Range Minimum Query(GeeskForGeeks)

本文介绍区间最小值查询的三种高效算法:简单解法、平方根分解及稀疏表算法。这些算法可在静态数组中实现快速查询,适用于大量查询场景。

摘要生成于 C知道 ,由 DeepSeek-R1 满血版支持, 前往体验 >

http://www.geeksforgeeks.org/range-minimum-query-for-static-array/


Range Minimum Query (Square Root Decomposition and Sparse Table)

We have an array arr[0 . . . n-1]. We should be able to efficiently find the minimum value from index L (query start) to R (query end) where 0 <= L <= R <= n-1. Consider a situation when there are many range queries.

Example:

Input:  arr[]   = {7, 2, 3, 0, 5, 10, 3, 12, 18};
        query[] = [0, 4], [4, 7], [7, 8]

Output: Minimum of [0, 4] is 0
        Minimum of [4, 7] is 3
        Minimum of [7, 8] is 12

A simple solution is to run a loop from L to R and find minimum element in given range. This solution takes O(n) time to query in worst case.

Another approach is to use Segment tree. With segment tree, preprocessing time is O(n) and time to for range minimum query is O(Logn). The extra space required is O(n) to store the segment tree. Segment tree allows updates also in O(Log n) time.

▸ What you need to do
**A)** Repeat verbatim the part of the range minimum query article that opens with the words containing "A simple solution" and closes with "O(Log n) time.".
**B)** In the range minimum query article, how much time does a segment tree need for updates?
**C)** State whether each statement agrees with the range minimum query article, answering yes or no and quoting the words of the article that decide it: (i) The simple solution takes O(Logn) time per query in the worst case. (ii) In the example, the minimum of [4, 7] is 3. (iii) A segment tree requires O(n) extra space.
The rows here are drawn from a separate source.

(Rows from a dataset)
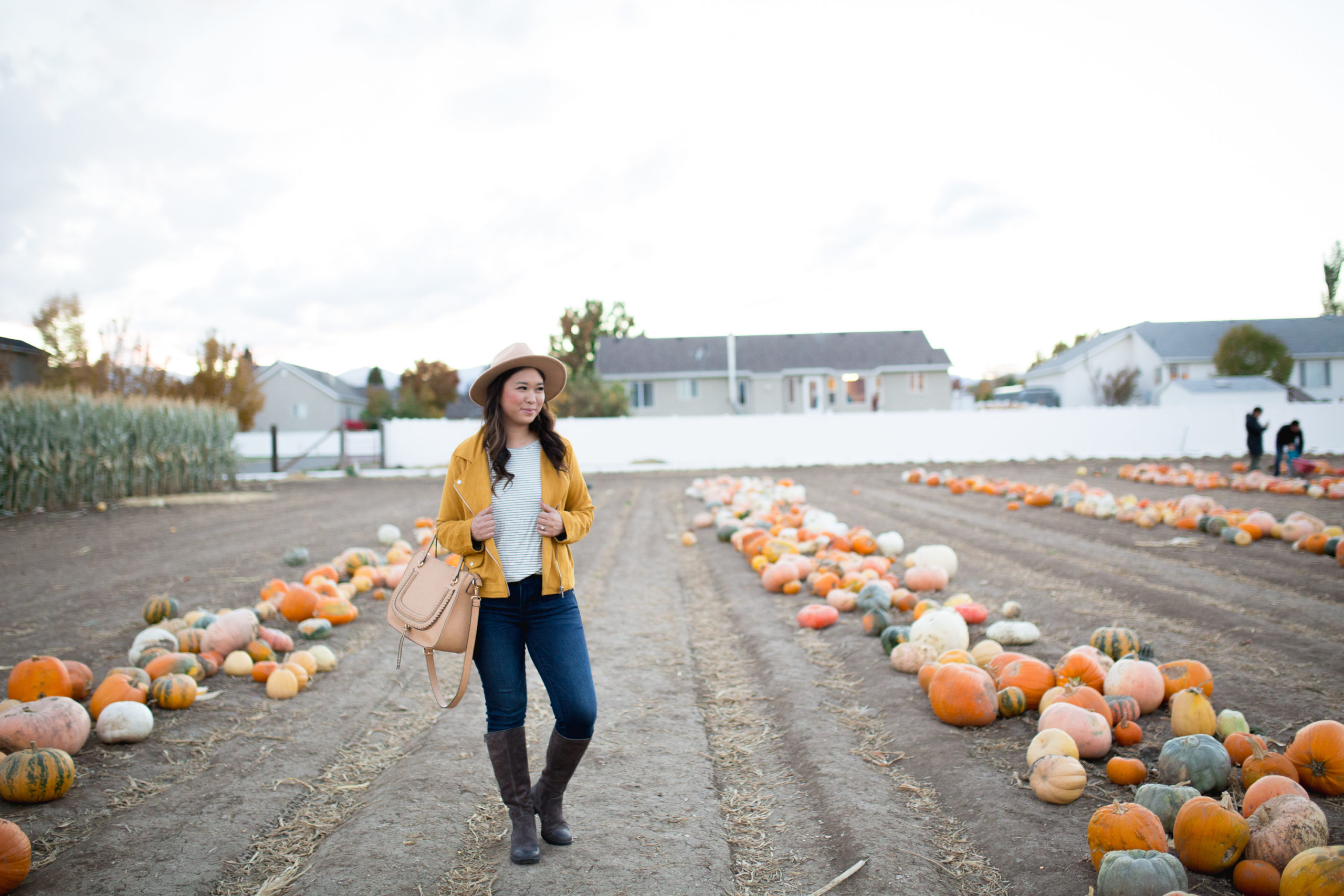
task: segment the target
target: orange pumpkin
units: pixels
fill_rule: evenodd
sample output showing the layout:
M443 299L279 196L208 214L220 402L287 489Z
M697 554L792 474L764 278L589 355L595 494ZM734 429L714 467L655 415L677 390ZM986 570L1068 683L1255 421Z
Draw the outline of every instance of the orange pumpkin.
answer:
M1232 809L1231 794L1222 802L1208 797L1195 797L1176 813L1172 826L1176 858L1192 872L1222 875L1236 864L1250 842L1246 819Z
M1163 686L1167 689L1164 700L1171 700L1177 690L1199 688L1206 697L1214 696L1214 673L1199 660L1176 660L1157 666L1163 673Z
M1111 756L1106 763L1106 778L1110 783L1120 785L1121 787L1141 785L1148 780L1148 766L1144 764L1142 759Z
M42 700L43 697L69 697L74 693L70 670L55 657L28 657L15 664L9 670L11 700Z
M1333 719L1313 721L1297 732L1284 755L1308 790L1327 797L1344 794L1344 724Z
M1091 821L1087 822L1087 846L1091 849L1093 869L1097 869L1101 868L1102 857L1117 849L1150 849L1165 853L1167 832L1150 810L1138 803L1122 803L1117 799L1093 813Z
M929 704L939 721L961 728L981 728L999 716L999 692L993 678L973 664L945 662L934 672L929 682Z

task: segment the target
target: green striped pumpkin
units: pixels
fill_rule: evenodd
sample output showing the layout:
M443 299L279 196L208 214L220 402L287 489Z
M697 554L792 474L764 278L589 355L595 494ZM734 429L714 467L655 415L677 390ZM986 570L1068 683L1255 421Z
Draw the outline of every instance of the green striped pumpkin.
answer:
M999 692L999 715L1012 719L1027 712L1027 692L1016 685L1009 685Z
M1138 652L1138 633L1120 626L1105 626L1093 631L1087 643L1105 653L1111 660L1120 660L1126 653Z
M75 762L65 750L34 743L0 762L0 797L12 803L60 799L74 783Z
M145 622L153 625L164 619L177 618L177 602L168 596L156 596L145 600Z

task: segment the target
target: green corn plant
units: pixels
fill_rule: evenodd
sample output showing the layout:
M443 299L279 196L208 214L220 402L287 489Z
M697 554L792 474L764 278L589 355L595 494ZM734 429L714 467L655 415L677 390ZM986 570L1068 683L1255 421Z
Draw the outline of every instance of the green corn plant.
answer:
M67 509L222 488L237 473L233 408L0 390L0 509Z

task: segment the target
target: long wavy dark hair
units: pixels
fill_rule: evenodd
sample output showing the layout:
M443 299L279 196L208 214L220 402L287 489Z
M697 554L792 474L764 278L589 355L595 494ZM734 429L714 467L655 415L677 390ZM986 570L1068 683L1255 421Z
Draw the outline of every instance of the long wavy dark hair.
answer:
M504 429L504 408L500 407L500 395L504 394L504 383L508 382L508 377L521 369L528 368L515 367L507 369L485 387L485 407L481 408L481 430L485 433L485 453L491 458L491 467L493 470L491 476L491 493L495 492L495 488L500 482L507 485L513 481L513 474L508 472L507 466L509 458L508 430ZM551 412L551 396L547 395L546 399L546 404L542 406L540 412L538 412L527 429L536 434L538 441L542 443L542 451L546 454L546 459L551 462L551 466L564 473L569 470L564 466L564 442L555 433L555 414Z

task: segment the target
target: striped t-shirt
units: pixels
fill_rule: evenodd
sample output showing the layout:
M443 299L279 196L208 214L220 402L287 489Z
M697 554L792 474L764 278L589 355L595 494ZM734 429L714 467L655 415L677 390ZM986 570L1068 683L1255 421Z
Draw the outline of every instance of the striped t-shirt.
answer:
M513 481L495 489L495 548L504 567L504 579L517 582L542 571L542 535L536 517L542 512L542 442L509 449Z

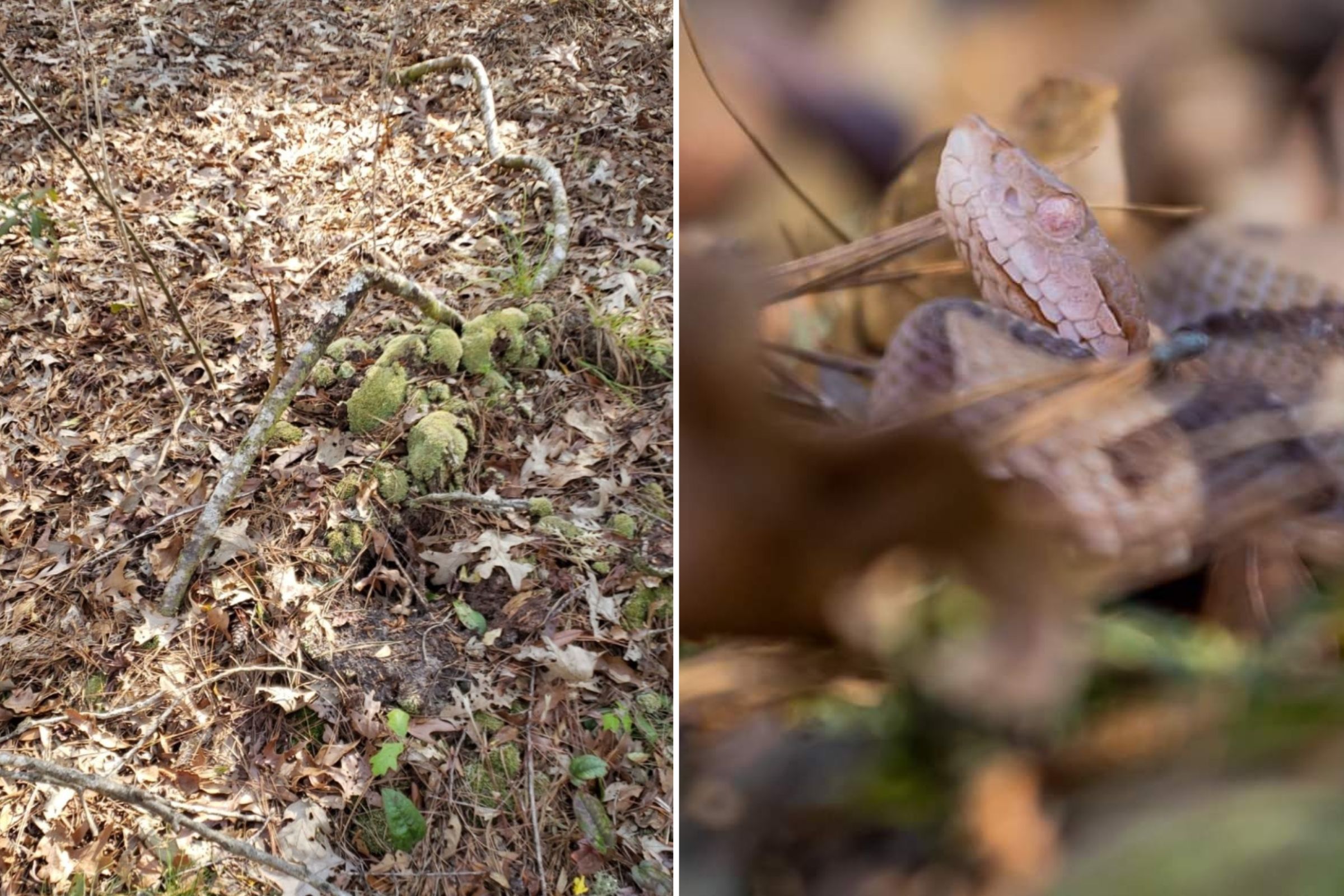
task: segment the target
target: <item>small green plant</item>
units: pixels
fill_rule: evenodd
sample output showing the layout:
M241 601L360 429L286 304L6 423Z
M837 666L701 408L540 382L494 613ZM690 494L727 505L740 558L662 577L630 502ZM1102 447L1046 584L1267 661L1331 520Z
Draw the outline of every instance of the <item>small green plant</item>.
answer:
M47 211L47 203L55 201L56 191L30 189L3 203L4 218L0 219L0 236L7 235L20 224L28 228L28 239L48 258L56 257L56 222Z
M396 771L396 763L402 758L402 751L406 750L406 731L410 728L410 721L411 717L405 709L387 712L387 729L392 732L394 739L384 740L374 758L368 760L368 770L374 772L374 778Z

▸ Solutions to each task
**A)**
A simple solution is to run a loop from L to R and find minimum element in given range. This solution takes O(n) time to query in worst case.

Another approach is to use Segment tree. With segment tree, preprocessing time is O(n) and time to for range minimum query is O(Logn). The extra space required is O(n) to store the segment tree. Segment tree allows updates also in O(Log n) time.

**B)** O(Log n)

**C)**
(i) No: "This solution takes O(n) time to query in worst case."
(ii) Yes: "Minimum of [4, 7] is 3"
(iii) Yes: "The extra space required is O(n) to store the segment tree."